* [Excerpt to read]:
How things come to be lucky is usually somewhat of a mystery and varies from one culture to the next. What’s considered lucky in one area of the world could be considered the exact opposite in other places. But the ladybug is one bug that’s thought to be a lucky charm all over the globe.
The Farming Theory Behind Ladybug Luck
There is reason to believe that ladybugs became a widespread symbol of good luck because they help farmers. As many gardeners know, ladybugs feast of pests like aphids that eat crop plants. When ladybugs were present that was a good sign other pests weren’t crawling all over the crops. Therefore ladybugs were like a natural form of pest control for ancient people.
At Vulcan Termite & Pest Control, Inc. we love these little guys. Ladybugs help make our job of eliminating pests a little easier, and they don’t do any harm to people, pets or structures.

* [Stored rows]:
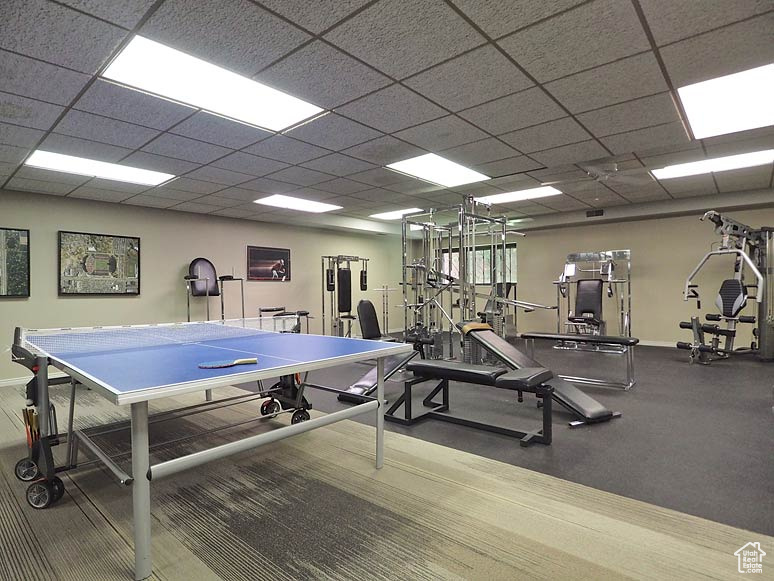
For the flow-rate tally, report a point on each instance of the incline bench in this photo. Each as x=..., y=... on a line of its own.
x=528, y=379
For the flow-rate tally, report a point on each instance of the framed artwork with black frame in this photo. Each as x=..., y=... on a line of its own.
x=98, y=264
x=14, y=263
x=264, y=263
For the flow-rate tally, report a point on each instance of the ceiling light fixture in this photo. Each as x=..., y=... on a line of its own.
x=731, y=103
x=521, y=195
x=164, y=71
x=438, y=170
x=290, y=203
x=715, y=165
x=97, y=169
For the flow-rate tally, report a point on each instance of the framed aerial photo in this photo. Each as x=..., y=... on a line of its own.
x=98, y=264
x=14, y=263
x=265, y=263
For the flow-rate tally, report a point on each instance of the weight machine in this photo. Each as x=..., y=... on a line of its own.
x=337, y=284
x=753, y=250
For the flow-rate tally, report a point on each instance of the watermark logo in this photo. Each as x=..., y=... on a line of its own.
x=750, y=558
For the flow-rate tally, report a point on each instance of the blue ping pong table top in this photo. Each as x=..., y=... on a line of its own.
x=128, y=370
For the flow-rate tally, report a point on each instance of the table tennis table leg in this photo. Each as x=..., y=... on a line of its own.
x=141, y=491
x=380, y=412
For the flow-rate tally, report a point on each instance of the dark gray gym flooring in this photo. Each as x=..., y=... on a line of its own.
x=697, y=439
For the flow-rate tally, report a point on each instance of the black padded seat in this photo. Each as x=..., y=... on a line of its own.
x=454, y=371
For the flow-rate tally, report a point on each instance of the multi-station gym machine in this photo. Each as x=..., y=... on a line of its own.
x=753, y=251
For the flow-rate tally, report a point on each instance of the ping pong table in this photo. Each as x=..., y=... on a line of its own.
x=132, y=365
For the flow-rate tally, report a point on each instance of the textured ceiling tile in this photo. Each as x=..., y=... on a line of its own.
x=642, y=140
x=392, y=109
x=547, y=135
x=45, y=30
x=283, y=148
x=19, y=136
x=97, y=128
x=574, y=153
x=590, y=35
x=39, y=80
x=125, y=104
x=338, y=164
x=28, y=112
x=402, y=38
x=83, y=148
x=499, y=18
x=249, y=164
x=384, y=150
x=670, y=21
x=334, y=132
x=219, y=130
x=514, y=112
x=245, y=39
x=323, y=75
x=479, y=152
x=480, y=75
x=739, y=47
x=623, y=80
x=645, y=112
x=442, y=133
x=186, y=149
x=326, y=13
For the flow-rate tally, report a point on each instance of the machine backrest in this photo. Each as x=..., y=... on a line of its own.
x=369, y=324
x=203, y=268
x=732, y=297
x=588, y=298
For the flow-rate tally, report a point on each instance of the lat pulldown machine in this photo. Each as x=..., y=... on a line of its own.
x=753, y=250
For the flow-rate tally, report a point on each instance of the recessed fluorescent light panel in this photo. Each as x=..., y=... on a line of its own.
x=732, y=103
x=158, y=69
x=291, y=203
x=715, y=165
x=531, y=194
x=436, y=169
x=97, y=169
x=396, y=215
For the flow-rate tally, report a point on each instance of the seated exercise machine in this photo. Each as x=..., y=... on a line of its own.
x=753, y=250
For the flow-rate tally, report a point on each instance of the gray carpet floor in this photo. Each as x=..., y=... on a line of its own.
x=697, y=439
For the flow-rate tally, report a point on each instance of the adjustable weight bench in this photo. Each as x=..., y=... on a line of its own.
x=528, y=379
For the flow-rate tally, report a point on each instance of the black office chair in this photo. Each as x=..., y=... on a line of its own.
x=369, y=324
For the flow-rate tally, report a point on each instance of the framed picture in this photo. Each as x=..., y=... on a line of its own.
x=14, y=263
x=268, y=263
x=98, y=264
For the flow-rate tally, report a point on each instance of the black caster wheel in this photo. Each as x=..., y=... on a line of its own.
x=270, y=408
x=40, y=494
x=299, y=416
x=26, y=470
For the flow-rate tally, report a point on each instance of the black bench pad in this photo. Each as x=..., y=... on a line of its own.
x=594, y=339
x=455, y=371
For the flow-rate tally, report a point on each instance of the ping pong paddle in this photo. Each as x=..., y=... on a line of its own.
x=227, y=363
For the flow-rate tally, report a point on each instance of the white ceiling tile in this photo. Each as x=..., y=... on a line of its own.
x=402, y=38
x=481, y=75
x=586, y=37
x=334, y=132
x=32, y=78
x=323, y=75
x=132, y=106
x=219, y=130
x=104, y=129
x=514, y=112
x=245, y=39
x=45, y=30
x=28, y=112
x=616, y=82
x=392, y=109
x=442, y=133
x=736, y=48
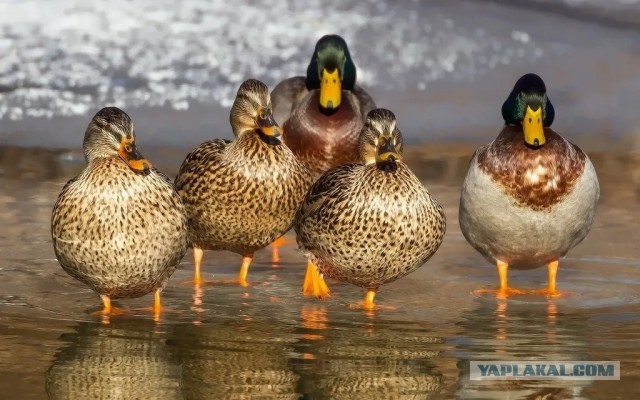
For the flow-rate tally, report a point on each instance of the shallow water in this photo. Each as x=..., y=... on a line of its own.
x=266, y=341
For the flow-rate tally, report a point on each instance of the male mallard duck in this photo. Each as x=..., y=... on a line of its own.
x=372, y=222
x=322, y=114
x=529, y=196
x=242, y=195
x=119, y=227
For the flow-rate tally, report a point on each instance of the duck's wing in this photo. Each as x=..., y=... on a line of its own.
x=327, y=188
x=286, y=96
x=199, y=160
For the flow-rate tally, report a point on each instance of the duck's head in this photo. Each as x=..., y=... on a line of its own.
x=528, y=106
x=380, y=139
x=251, y=112
x=331, y=70
x=111, y=132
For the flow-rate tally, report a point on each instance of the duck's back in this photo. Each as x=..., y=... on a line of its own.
x=120, y=232
x=368, y=226
x=242, y=195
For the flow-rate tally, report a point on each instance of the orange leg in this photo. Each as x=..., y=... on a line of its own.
x=107, y=309
x=552, y=269
x=551, y=291
x=368, y=299
x=198, y=254
x=369, y=304
x=275, y=249
x=157, y=307
x=504, y=291
x=106, y=301
x=244, y=269
x=314, y=284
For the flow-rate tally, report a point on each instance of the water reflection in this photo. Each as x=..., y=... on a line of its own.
x=511, y=330
x=367, y=358
x=235, y=357
x=126, y=359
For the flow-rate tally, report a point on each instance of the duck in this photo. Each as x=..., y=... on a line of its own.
x=120, y=226
x=529, y=196
x=322, y=113
x=243, y=194
x=371, y=222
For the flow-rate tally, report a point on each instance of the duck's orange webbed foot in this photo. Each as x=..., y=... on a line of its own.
x=551, y=291
x=108, y=309
x=275, y=250
x=504, y=291
x=369, y=304
x=314, y=284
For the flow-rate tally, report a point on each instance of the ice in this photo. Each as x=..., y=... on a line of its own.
x=67, y=57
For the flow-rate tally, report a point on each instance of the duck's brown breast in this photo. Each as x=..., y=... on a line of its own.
x=324, y=141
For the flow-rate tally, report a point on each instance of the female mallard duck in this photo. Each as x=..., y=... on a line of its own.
x=529, y=196
x=372, y=222
x=118, y=227
x=322, y=114
x=242, y=195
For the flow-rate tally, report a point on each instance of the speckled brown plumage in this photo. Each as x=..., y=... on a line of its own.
x=242, y=195
x=557, y=166
x=372, y=222
x=119, y=231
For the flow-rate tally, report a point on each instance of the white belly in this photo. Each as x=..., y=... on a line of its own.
x=502, y=230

* [Your instructions]: Could you return the entire ladybug luck piece above, word for word?

* [Solved problem]:
How things come to be lucky is usually somewhat of a mystery and varies from one culture to the next. What’s considered lucky in one area of the world could be considered the exact opposite in other places. But the ladybug is one bug that’s thought to be a lucky charm all over the globe.
The Farming Theory Behind Ladybug Luck
There is reason to believe that ladybugs became a widespread symbol of good luck because they help farmers. As many gardeners know, ladybugs feast of pests like aphids that eat crop plants. When ladybugs were present that was a good sign other pests weren’t crawling all over the crops. Therefore ladybugs were like a natural form of pest control for ancient people.
At Vulcan Termite & Pest Control, Inc. we love these little guys. Ladybugs help make our job of eliminating pests a little easier, and they don’t do any harm to people, pets or structures.